● **Work request**
Pull every line containing "query" from the entries.

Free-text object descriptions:

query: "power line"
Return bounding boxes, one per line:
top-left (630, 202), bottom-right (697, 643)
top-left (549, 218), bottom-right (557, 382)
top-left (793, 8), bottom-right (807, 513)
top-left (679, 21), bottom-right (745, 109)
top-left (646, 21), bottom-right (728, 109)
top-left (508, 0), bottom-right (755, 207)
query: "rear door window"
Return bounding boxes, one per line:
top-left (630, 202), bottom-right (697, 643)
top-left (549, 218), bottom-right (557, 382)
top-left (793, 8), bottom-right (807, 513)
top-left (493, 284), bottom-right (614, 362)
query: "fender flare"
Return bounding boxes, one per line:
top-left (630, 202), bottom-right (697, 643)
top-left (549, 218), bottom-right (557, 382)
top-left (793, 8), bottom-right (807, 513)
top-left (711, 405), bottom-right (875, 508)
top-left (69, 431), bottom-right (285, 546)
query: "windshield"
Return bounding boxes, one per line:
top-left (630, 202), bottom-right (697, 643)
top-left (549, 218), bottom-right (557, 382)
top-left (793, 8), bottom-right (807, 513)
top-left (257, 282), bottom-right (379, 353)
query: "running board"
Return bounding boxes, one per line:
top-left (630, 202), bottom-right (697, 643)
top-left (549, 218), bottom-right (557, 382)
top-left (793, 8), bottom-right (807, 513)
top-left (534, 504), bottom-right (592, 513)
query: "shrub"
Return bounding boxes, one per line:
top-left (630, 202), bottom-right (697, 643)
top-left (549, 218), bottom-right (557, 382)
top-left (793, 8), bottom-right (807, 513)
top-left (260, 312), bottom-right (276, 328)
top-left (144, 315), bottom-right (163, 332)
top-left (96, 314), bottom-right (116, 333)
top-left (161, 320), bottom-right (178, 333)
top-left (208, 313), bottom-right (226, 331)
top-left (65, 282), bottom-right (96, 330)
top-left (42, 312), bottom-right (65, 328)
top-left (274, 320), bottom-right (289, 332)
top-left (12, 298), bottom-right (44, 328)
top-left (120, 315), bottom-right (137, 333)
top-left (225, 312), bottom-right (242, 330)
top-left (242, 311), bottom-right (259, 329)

● **Answer box**
query: "power line"
query: "rear door window"
query: "fender flare"
query: "windshield"
query: "running board"
query: "shrub"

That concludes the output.